WHAT YOU NEED TO DO -
Can you write out each of the items below again, replacing "trail-cam still" with "camera-trap frame" and leaving every other word unchanged?

INPUT -
__________
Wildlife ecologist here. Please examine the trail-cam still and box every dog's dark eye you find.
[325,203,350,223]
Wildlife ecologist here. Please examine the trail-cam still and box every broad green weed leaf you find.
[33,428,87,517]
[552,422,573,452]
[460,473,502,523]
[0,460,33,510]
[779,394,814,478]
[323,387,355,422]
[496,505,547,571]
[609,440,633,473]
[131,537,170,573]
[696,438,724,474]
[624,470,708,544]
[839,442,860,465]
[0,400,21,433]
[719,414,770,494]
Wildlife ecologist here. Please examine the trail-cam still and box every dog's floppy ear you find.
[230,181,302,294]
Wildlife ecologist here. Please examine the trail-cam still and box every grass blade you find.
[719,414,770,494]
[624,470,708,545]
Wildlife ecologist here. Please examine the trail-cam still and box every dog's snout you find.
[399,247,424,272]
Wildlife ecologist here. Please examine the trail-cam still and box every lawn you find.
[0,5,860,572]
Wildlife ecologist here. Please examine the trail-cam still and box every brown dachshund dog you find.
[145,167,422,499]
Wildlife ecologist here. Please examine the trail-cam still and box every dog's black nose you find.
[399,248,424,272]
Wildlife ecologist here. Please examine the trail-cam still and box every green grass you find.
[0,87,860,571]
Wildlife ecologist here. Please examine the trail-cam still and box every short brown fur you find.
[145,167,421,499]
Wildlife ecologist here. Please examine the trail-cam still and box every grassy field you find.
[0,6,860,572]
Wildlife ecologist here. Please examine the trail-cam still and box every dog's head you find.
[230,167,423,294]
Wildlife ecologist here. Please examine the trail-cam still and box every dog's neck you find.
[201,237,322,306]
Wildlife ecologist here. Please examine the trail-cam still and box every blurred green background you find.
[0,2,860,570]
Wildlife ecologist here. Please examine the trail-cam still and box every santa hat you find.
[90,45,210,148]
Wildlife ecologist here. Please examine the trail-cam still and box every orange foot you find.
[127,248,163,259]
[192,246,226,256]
__________
COMPLETED EXERCISE -
Wildlife ecologist here. Please examine the camera-trap frame and box every dog's dark eye you find.
[325,203,350,223]
Wildlife ecologist here. Please examine the camera-trap frame and box every broad green weed leaf you find.
[33,428,87,517]
[552,422,573,452]
[460,473,502,523]
[0,460,33,510]
[779,394,814,478]
[323,387,355,422]
[496,505,547,571]
[609,440,633,473]
[131,537,170,573]
[696,438,724,474]
[624,470,708,544]
[839,442,860,465]
[0,400,21,433]
[719,414,770,494]
Wildlife ecologist here. Please examine the camera-trap frame and box every dog's floppy ear you find.
[230,181,302,294]
Wildlife ecologist here. Please examine the camera-trap frame and box every grass blade you find.
[719,414,770,494]
[624,470,708,545]
Wildlife ecologist here. Please examine the camera-trap frame and box every dog's snout you find.
[399,247,424,272]
Wildlife ecologist here. Please examine the camera-trap frame and box every lawn you find.
[0,5,860,572]
Wildlife ecologist here. Please examine the camera-trap frame and box every brown dachshund dog you find.
[145,167,422,499]
Wildlife ecologist here. Please examine the camera-trap frame and box every dog's black nose you find.
[399,248,424,272]
Wildlife ecologist here. Please examine the camera-trap frame and box every green grass you find.
[0,87,860,571]
Wildlife ecologist here. Please examine the camera-trap frame and box every short brown fur you find.
[145,167,421,499]
Wildlife ecologist here. Please examine the camera-trap frame and box every grassy field you find.
[0,6,860,572]
Wildlife ecologist here. Please examine the camera-trap frame and box every dog's head you find.
[230,167,423,294]
Wildlife ecologist here. Please examine the camera-trap frame and box every dog's neck you find.
[201,237,322,306]
Wildlife ecologist here. Please examine the camera-trap frame and box every blurred green background you find.
[0,2,860,570]
Wildlife ecologist here. Please examine the camera-trap frame and box every santa hat you find.
[90,45,210,148]
Wildlife ecologist here. Please examine the camera-trap frame and box every orange foot you find.
[127,248,163,259]
[192,246,226,256]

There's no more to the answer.